* Work order 1 *
Answer these questions about the post on grief and writing:
(a) Who sings the country song the post mentions?
(b) When did the writer's grandmother die?
(c) On what date was the Memorial Service held?
* Work order 2 *
Extract the passage from the post on grief and writing, starting with "I just stopped." and going on through "it to heal.".

* Selected passage *
=== Begin Enclosure ===
This year has not been about resolutions, even though I made a few. So far, it has been a year of great things (Terrible, yes...but great).
There is a country song by Tracy Lawrence that talks about hitting the bumps in the road and what you learn from it. He starts by talking about the bad things that happen, and then he reminds us that we "Find out who your friends are". The bit of lyrics that has humbled me this year is "they just show on up with their big old heart". I have had some bad things knock me down this year. I have also been blessed to be shown who my friends are. They showed on up, with their big old hearts and their open wallets and their soft prayers.
Last year, I kept putting off the writing. I don't know why. Maybe I had some sort of knowledge that this was going to be a blank time for my mind, and that left me with a blank page. It has happened before. When I was young, I knew something was wrong with my world, but for the life of me I could not give you an answer as to what it was. I was just sensing it. Impending doom. Dread. My grades went from straight A's to mainly D's and F's. At the end of January 1989, my grandmother died from kidney failure and complications from her Diabetes. And the morning after she died (peacefully in her sleep), I told my mother that we needed to call and talk to family, because Grandmother was feeling better today. As she was moving toward the phone, it rang and an aunt gave us the news. Empathy is a crippling gift, sometimes. When I can actually, not just figuratively but literally, FEEL what someone else feels it can be scary. Unfortunately, it doesn't come with a business card telling me the name of the hurting person around me.
So since squishing grapes, and a little after that, I have not written anything more than grocery lists.
This time, it was a lot closer, and the odd feelings were not quite so debilitating. Age has refined the senses, or maybe dulled them. My mother passed away on January 20. From kidney failure and heart troubles due to her Diabetes. We had a Memorial Service on February 20.
I just stopped.
I no longer wrote, read, or socialized. It got lonely and boring, and old quite fast. So I posted a few thoughts on my Facebook page. And I discovered that Laura Speaker is right. Writing is cathartic for me. I must do it to heal.
=== End Enclosure ===
* Material provided *
=== Begin Enclosure ===
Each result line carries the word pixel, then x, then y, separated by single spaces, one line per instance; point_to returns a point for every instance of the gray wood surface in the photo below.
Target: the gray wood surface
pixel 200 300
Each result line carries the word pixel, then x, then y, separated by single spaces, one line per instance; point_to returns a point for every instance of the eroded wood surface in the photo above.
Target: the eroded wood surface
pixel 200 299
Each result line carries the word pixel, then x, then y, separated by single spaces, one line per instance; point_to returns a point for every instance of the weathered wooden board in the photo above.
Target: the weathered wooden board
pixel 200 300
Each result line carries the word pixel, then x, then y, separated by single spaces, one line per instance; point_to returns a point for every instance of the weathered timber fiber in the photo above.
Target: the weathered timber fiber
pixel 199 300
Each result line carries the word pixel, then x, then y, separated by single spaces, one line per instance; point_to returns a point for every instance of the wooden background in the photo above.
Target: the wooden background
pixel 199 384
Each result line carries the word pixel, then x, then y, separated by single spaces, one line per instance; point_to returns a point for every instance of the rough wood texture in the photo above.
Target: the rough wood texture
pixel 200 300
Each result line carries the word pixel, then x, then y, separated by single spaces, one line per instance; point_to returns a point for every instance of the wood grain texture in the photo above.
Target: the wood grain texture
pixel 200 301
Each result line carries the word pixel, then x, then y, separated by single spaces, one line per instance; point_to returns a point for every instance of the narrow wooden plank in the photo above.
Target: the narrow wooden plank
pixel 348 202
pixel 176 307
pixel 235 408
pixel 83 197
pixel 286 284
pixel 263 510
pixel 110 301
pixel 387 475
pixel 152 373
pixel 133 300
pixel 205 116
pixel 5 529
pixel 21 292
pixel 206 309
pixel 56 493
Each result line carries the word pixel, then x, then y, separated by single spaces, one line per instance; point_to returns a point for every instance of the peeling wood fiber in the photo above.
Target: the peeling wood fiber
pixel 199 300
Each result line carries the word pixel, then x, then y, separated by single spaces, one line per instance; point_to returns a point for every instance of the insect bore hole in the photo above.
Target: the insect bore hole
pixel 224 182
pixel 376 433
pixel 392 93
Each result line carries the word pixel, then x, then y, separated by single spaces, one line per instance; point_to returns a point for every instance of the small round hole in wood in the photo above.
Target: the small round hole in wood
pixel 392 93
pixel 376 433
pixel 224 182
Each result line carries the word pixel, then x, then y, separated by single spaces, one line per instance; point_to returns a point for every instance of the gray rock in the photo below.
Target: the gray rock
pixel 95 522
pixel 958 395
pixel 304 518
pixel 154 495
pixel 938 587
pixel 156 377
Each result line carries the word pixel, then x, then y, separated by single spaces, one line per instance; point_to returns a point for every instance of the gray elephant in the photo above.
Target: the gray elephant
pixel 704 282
=== End Enclosure ===
* Written solution 1 *
(a) Tracy Lawrence
(b) At the end of January 1989
(c) February 20

* Written solution 2 *
I just stopped.
I no longer wrote, read, or socialized. It got lonely and boring, and old quite fast. So I posted a few thoughts on my Facebook page. And I discovered that Laura Speaker is right. Writing is cathartic for me. I must do it to heal.